Reproduce the following rows verbatim, keeping every line as it appears.

### RECORDS TO PROCESS

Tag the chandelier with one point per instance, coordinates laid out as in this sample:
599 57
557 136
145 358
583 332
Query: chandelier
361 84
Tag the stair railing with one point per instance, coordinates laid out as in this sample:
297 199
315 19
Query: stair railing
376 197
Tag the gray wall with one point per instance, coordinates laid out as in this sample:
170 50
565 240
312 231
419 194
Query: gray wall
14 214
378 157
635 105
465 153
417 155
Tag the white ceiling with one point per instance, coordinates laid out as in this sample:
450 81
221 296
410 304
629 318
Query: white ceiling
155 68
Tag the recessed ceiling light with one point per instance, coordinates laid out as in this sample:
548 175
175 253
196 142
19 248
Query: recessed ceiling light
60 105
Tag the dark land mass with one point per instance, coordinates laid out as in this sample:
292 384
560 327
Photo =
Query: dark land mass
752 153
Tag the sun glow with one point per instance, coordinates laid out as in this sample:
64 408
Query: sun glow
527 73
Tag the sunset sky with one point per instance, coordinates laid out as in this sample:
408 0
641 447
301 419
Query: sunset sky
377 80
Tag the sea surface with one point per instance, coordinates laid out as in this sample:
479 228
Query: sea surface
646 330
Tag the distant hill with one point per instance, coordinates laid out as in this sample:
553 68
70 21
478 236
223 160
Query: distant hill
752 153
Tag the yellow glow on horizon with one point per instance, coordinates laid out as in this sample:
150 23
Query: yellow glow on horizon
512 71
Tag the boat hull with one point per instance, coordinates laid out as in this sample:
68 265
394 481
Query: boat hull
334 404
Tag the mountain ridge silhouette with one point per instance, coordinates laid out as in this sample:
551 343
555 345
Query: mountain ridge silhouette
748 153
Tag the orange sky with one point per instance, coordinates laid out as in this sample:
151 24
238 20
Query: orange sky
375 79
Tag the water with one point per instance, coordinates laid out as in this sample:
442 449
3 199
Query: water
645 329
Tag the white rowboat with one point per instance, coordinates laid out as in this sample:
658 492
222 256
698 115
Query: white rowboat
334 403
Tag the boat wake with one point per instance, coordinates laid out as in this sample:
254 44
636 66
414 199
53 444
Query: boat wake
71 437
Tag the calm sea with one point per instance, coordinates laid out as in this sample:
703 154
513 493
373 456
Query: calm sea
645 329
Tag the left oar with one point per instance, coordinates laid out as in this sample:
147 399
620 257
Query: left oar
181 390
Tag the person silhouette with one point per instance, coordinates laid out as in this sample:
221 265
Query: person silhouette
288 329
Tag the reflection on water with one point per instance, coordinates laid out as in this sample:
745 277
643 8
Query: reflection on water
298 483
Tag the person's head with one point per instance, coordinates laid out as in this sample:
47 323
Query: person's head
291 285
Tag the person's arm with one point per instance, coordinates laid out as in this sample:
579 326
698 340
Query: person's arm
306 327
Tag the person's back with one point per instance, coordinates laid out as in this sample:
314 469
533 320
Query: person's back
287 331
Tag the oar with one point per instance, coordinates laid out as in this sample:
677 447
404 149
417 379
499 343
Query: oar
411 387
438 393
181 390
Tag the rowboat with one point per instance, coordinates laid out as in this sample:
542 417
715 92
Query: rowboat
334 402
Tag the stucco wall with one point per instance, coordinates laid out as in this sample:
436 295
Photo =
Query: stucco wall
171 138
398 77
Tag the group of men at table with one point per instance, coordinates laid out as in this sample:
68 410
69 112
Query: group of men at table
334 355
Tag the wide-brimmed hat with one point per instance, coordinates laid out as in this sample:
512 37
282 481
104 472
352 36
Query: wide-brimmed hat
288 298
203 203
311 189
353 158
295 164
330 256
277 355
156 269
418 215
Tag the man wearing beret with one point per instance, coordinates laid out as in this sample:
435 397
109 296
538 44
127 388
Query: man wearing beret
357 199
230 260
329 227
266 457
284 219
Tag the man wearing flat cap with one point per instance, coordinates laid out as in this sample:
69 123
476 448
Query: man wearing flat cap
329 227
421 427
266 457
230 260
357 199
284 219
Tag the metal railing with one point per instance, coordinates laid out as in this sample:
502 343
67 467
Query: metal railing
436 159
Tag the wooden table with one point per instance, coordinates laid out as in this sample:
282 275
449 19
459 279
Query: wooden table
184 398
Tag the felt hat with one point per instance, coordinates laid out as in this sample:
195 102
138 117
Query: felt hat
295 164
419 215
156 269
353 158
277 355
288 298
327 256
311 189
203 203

######

COMPLETED EXERCISE:
Tag the chandelier with one point per instance, coordinates laid out as in this sample:
599 57
557 136
145 358
583 332
Query: chandelier
361 84
Tag the stair railing with one point per instance, coordinates laid out as in this sample:
297 199
315 19
Query: stair railing
376 197
Tag the gray wall with one point per instance, coordinates laid out as in this sample:
170 50
565 240
312 231
419 194
Query: gray wall
14 214
378 157
635 105
465 153
417 155
Tag the white ceiling with one point per instance, coordinates laid out as in this sample:
450 81
221 296
410 304
629 318
Query: white ceiling
155 68
Tag the recessed ceiling light with one point per instance, coordinates laid out as in this sample:
548 175
175 253
196 142
19 248
Query: recessed ceiling light
60 105
Tag the dark land mass with one point per instance, coordinates laid out as in this sample:
292 384
560 327
Photo =
Query: dark land mass
752 153
Tag the sun glow with one point per instance, coordinates laid out as in this sample:
64 408
Query: sun glow
527 73
Tag the sunset sky with one point per instance, coordinates laid out as in this sample:
408 0
641 447
301 419
Query: sunset sky
377 80
Tag the sea surface with one point per instance, coordinates laid out as in this sample:
479 228
Query: sea surface
646 330
Tag the distant hill with one point per instance, coordinates laid out as in this sample:
553 68
70 21
478 236
223 160
Query: distant hill
752 153
Tag the yellow glow on horizon with one point per instance, coordinates laid out as in this sample:
150 23
Query: yellow glow on horizon
512 71
Tag the boat hull with one point per instance, coordinates laid out as in this sample:
68 265
394 481
Query: boat hull
334 404
Tag the mountain ridge silhouette with one point per instance, coordinates laid out as in this sample:
551 343
555 345
Query: mountain ridge silhouette
748 153
Tag the orange sky with one point per instance, coordinates laid out as in this sample:
151 24
238 20
Query: orange sky
375 79
Tag the water with one point per instance, coordinates laid out as in this sample:
442 449
3 199
Query: water
645 329
Tag the white rowboat with one point per instance, coordinates laid out as in this sample:
658 492
222 256
698 115
Query: white rowboat
334 403
Tag the boat wake with one point per instance, coordinates laid out as in this sample:
254 44
636 66
414 199
53 444
Query: boat wake
71 437
Tag the calm sea with one point per instance, coordinates laid out as in this sample:
703 154
513 493
373 456
Query: calm sea
645 329
Tag the left oar with one point per instance, coordinates laid out as in this sample:
147 399
620 257
Query: left oar
181 390
Tag the person silhouette with one point per instance, coordinates laid out as in this sample:
221 265
Query: person silhouette
288 329
Tag the reflection on water with one point per instance, coordinates laid out as in this sample:
745 277
643 8
Query: reflection on water
298 483
Tag the person's head with one point per instance, coordinates laid out as in this sample:
47 323
Query: person's head
291 285
Tag the person's arm with one point per instance, coordinates laid out as in this sample:
579 326
698 340
Query: person's arm
306 327
Tag the person's back with one point per instance, coordinates laid out as in this sample:
314 469
533 320
Query: person's back
287 331
Tag the oar with one point per instance, coordinates laid out as in this sample:
677 447
404 149
417 379
499 343
Query: oar
411 387
438 393
181 390
Tag the rowboat with one point per instance, coordinates laid out as in this sample:
542 417
715 92
Query: rowboat
334 402
Tag the stucco wall with one point per instance, coordinates laid out as in this sample:
436 295
Photo =
Query: stucco wall
171 138
398 77
Tag the group of men at table with one point per instance, coordinates laid out as in this sample:
68 410
69 112
Query: group of men at table
334 355
Tag the wide-brimmed hat with one point per instance, coordinates laid out as in this sample:
512 37
282 481
104 472
352 36
Query: wide-brimmed hat
288 298
203 203
311 189
353 158
295 164
330 256
277 355
156 269
418 215
Tag the man wearing beret with one point per instance, coordinates laid out as in this sample:
435 397
109 296
538 44
127 388
Query: man wearing beret
357 199
230 260
329 227
266 457
284 219
Tag the man wearing flat cap with one point per instance, coordinates laid out as in this sample:
69 123
476 448
Query: man wearing flat cap
329 227
421 427
266 457
230 260
357 199
284 219
Tag the metal railing with one point per instance, coordinates laid out as in this sample:
502 343
67 467
Query: metal railing
436 159
Tag the wooden table with one point per instance, coordinates laid out as in this sample:
282 275
449 19
459 279
Query: wooden table
184 398
Tag the felt hat with one point per instance, coordinates laid out as in this sample:
195 102
138 117
Query: felt hat
295 164
419 215
156 269
353 158
277 355
288 298
327 256
311 189
203 203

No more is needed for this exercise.